-- Start --

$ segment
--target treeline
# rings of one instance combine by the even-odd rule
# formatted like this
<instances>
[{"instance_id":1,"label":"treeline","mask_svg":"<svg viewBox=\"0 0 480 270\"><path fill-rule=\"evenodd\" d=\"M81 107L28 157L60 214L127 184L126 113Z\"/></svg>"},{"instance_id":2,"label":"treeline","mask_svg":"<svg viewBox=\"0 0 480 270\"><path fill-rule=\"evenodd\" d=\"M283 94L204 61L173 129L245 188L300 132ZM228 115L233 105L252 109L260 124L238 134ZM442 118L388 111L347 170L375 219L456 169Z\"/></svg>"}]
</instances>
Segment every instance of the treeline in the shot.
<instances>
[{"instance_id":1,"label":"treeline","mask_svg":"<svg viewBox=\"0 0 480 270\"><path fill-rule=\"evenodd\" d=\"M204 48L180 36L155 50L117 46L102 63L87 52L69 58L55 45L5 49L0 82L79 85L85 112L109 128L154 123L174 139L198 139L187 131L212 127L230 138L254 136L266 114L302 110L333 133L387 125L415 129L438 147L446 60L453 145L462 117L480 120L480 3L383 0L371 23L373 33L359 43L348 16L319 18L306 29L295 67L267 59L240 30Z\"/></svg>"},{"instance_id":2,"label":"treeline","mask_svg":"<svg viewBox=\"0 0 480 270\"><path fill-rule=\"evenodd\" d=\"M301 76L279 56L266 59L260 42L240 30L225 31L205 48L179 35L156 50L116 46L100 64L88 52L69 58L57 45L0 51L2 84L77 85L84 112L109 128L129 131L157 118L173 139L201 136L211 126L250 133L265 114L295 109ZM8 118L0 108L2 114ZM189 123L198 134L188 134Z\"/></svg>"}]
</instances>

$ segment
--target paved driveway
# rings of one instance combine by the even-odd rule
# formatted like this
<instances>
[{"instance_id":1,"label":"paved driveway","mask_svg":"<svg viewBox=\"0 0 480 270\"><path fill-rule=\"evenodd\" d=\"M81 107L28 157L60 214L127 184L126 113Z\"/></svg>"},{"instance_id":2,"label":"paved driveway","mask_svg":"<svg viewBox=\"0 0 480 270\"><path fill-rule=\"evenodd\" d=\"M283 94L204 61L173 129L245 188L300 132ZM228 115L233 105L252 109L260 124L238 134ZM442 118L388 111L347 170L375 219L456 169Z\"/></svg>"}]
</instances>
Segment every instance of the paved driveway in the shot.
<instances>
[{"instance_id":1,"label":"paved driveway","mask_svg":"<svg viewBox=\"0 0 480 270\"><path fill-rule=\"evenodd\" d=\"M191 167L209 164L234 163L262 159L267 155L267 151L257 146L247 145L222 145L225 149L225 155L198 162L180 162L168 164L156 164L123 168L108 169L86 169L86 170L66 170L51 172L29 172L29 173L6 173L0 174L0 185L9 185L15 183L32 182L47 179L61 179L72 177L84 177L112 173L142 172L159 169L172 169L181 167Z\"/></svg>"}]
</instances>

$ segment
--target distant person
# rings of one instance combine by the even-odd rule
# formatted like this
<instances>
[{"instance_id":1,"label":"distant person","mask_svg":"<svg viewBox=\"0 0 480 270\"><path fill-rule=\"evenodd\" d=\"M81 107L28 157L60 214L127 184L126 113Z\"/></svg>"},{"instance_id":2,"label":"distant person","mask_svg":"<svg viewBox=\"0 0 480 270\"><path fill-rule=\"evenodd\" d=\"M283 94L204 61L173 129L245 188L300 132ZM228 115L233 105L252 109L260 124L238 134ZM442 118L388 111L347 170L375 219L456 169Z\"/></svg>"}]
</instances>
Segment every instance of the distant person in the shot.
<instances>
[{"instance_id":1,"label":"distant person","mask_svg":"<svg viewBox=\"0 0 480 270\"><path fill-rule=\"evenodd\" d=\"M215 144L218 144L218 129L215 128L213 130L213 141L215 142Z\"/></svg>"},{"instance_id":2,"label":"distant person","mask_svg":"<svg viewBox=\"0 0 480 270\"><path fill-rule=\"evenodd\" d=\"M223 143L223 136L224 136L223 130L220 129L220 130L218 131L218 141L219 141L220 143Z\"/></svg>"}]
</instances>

-- End --

» **Brief**: Find every line above that contains the word "distant", matching case exactly, and copy each of those lines.

» **Result for this task**:
--target distant person
[{"instance_id":1,"label":"distant person","mask_svg":"<svg viewBox=\"0 0 480 270\"><path fill-rule=\"evenodd\" d=\"M81 107L28 157L60 214L127 184L126 113Z\"/></svg>"},{"instance_id":2,"label":"distant person","mask_svg":"<svg viewBox=\"0 0 480 270\"><path fill-rule=\"evenodd\" d=\"M283 94L204 61L173 129L245 188L300 132ZM228 115L233 105L252 109L260 124L238 134ZM442 118L388 111L347 170L375 219L456 169Z\"/></svg>"}]
Segment every instance of the distant person in the shot.
[{"instance_id":1,"label":"distant person","mask_svg":"<svg viewBox=\"0 0 480 270\"><path fill-rule=\"evenodd\" d=\"M215 144L218 144L218 129L215 128L213 130L213 141L215 142Z\"/></svg>"},{"instance_id":2,"label":"distant person","mask_svg":"<svg viewBox=\"0 0 480 270\"><path fill-rule=\"evenodd\" d=\"M223 143L223 136L224 136L223 130L220 129L220 130L218 131L218 141L219 141L220 143Z\"/></svg>"}]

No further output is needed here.